*** Provided material ***

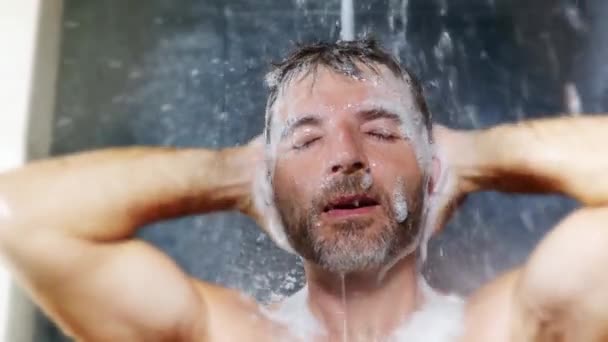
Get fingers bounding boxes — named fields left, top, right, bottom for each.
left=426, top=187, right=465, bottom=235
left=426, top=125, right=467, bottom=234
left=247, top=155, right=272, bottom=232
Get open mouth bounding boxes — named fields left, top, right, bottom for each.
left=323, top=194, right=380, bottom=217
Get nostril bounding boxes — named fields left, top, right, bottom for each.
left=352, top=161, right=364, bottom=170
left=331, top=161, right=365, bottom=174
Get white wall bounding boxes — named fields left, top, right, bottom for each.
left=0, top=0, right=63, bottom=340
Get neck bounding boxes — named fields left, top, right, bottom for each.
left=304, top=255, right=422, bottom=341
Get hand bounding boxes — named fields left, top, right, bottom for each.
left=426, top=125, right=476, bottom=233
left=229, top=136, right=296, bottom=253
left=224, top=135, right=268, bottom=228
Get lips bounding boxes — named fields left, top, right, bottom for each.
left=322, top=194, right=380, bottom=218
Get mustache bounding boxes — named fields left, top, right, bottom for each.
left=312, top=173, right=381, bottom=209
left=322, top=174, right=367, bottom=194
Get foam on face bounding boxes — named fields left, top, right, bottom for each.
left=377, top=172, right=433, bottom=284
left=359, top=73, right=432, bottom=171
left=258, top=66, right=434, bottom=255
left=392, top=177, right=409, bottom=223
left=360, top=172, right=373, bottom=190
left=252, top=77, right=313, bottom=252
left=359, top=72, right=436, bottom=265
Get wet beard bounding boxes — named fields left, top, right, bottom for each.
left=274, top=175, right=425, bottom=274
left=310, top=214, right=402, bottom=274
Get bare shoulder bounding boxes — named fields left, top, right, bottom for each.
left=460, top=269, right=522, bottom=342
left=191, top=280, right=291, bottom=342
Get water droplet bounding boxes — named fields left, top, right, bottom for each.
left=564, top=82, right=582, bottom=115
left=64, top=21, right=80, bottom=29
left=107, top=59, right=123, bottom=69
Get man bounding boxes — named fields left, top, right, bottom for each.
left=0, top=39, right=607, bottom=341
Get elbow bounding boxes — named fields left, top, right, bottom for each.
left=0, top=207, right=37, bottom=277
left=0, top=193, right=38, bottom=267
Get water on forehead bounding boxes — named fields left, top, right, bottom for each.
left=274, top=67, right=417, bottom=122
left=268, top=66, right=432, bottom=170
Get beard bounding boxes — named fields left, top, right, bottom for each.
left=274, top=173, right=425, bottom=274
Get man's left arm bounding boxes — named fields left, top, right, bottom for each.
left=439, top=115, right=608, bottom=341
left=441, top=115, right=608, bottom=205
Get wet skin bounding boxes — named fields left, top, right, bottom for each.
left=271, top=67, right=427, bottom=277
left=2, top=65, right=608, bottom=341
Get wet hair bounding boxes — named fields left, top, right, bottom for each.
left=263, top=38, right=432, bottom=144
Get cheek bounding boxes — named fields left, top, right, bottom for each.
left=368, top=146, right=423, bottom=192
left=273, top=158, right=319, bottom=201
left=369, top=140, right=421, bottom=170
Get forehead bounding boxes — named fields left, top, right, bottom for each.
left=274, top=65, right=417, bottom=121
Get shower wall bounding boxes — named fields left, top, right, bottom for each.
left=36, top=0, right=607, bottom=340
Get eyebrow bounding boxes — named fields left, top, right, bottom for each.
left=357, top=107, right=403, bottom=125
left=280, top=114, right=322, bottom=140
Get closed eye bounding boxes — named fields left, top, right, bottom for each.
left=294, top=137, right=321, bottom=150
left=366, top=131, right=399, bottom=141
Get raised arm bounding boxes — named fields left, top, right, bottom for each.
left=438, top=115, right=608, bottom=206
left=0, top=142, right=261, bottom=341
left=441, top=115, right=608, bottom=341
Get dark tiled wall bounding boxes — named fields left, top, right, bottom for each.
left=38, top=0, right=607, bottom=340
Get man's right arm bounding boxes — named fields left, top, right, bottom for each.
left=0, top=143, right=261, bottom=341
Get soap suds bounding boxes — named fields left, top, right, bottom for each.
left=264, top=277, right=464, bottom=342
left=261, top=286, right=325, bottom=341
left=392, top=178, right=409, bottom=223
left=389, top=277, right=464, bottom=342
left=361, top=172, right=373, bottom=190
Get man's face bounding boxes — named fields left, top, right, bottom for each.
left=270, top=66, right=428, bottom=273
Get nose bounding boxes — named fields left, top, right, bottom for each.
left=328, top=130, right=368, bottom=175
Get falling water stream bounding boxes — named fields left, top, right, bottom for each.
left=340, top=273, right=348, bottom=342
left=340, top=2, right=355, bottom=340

*** End of Provided material ***

Problem description
Print the listing exactly, images excluded.

Solution to this task
Get fingers bounding boxes — named fields left, top, right, bottom for each.
left=426, top=187, right=465, bottom=235
left=426, top=125, right=467, bottom=234
left=247, top=155, right=272, bottom=232
Get open mouth bounding boxes — named fields left, top, right, bottom for each.
left=323, top=194, right=380, bottom=217
Get nostril bounding boxes — named fields left, top, right, bottom for each.
left=352, top=161, right=364, bottom=170
left=331, top=161, right=365, bottom=174
Get white wall bounding boxes — named fields left, top, right, bottom for each.
left=0, top=0, right=63, bottom=340
Get neck bounding boxes — named fields left, top, right, bottom for each.
left=304, top=255, right=422, bottom=341
Get hand bounding boxes — named fields left, top, right, bottom for each.
left=426, top=125, right=476, bottom=233
left=229, top=136, right=296, bottom=253
left=224, top=135, right=268, bottom=228
Get lips bounding boxes — named fields left, top, right, bottom for each.
left=322, top=194, right=380, bottom=218
Get mustache bounding boxes — named fields left, top, right, bottom for each.
left=312, top=173, right=381, bottom=209
left=322, top=174, right=367, bottom=194
Get foam on face bounding boxes — named fields left, top, right, bottom for each.
left=377, top=172, right=433, bottom=284
left=359, top=73, right=432, bottom=171
left=258, top=66, right=434, bottom=255
left=392, top=177, right=409, bottom=223
left=360, top=172, right=373, bottom=190
left=252, top=77, right=313, bottom=252
left=359, top=72, right=436, bottom=265
Get wet beard bounding boxes — named fields left, top, right, bottom for each.
left=274, top=175, right=425, bottom=274
left=310, top=214, right=402, bottom=274
Get bare shoulder bounding boxes — named fields left, top, right, bottom for each.
left=460, top=269, right=522, bottom=342
left=191, top=280, right=291, bottom=342
Get water droplet bounding boxes — named fields left, top, right, bottom for each.
left=564, top=82, right=582, bottom=115
left=64, top=21, right=80, bottom=29
left=107, top=59, right=123, bottom=69
Get man bounding boxes — named fields left, top, right, bottom for each.
left=0, top=39, right=607, bottom=341
Get elbow bounding boxes — named fields left, top, right, bottom for each.
left=0, top=207, right=37, bottom=277
left=0, top=193, right=38, bottom=267
Get water on forehead bounding boxes — named fields left, top, right, bottom for each.
left=274, top=67, right=417, bottom=122
left=268, top=66, right=432, bottom=170
Get beard bounding boxes — named fields left, top, right, bottom for each.
left=274, top=173, right=425, bottom=274
Get man's left arm bounding boxes — named fields left, top, right, bottom for each.
left=439, top=115, right=608, bottom=341
left=441, top=115, right=608, bottom=205
Get wet skin bounding boxes — named fields left, top, right, bottom for each.
left=271, top=67, right=427, bottom=277
left=2, top=65, right=608, bottom=341
Get wet hair bounding boxes — named fields left, top, right, bottom for each.
left=263, top=38, right=432, bottom=144
Get cheek bounding boxes — named fields left, top, right, bottom for each.
left=368, top=146, right=423, bottom=192
left=273, top=158, right=319, bottom=201
left=369, top=140, right=421, bottom=170
Get forehead bounding boxes — named fields left, top, right, bottom for each.
left=274, top=65, right=417, bottom=121
Get shower wall bounding boxes — named fields left, top, right, bottom for each.
left=36, top=0, right=607, bottom=340
Get eyebrow bounding boxes — named fields left, top, right, bottom for each.
left=357, top=107, right=403, bottom=125
left=280, top=114, right=322, bottom=140
Get closed eye bounding boxes — named fields left, top, right, bottom for each.
left=294, top=137, right=321, bottom=150
left=366, top=131, right=399, bottom=141
Get raised arm bounding boxes — named fields left, top, right, bottom for each.
left=438, top=115, right=608, bottom=206
left=0, top=142, right=261, bottom=341
left=441, top=115, right=608, bottom=341
Get dark tiled wall bounding boxes — named fields left, top, right, bottom for each.
left=38, top=0, right=607, bottom=340
Get man's right arm bounding boxes — named fields left, top, right, bottom for each.
left=0, top=143, right=261, bottom=341
Get soap suds bounding boxes — named fields left, top, right, bottom for each.
left=264, top=277, right=464, bottom=342
left=261, top=286, right=325, bottom=341
left=392, top=178, right=409, bottom=223
left=389, top=277, right=464, bottom=342
left=361, top=172, right=373, bottom=190
Get man's face bounding boxes — named fields left, top, right, bottom for each.
left=270, top=66, right=428, bottom=273
Get nose bounding boxes — named fields left, top, right, bottom for each.
left=328, top=130, right=368, bottom=175
Get falling water stream bounding boxes — named fields left, top, right, bottom for each.
left=340, top=273, right=348, bottom=342
left=340, top=2, right=355, bottom=340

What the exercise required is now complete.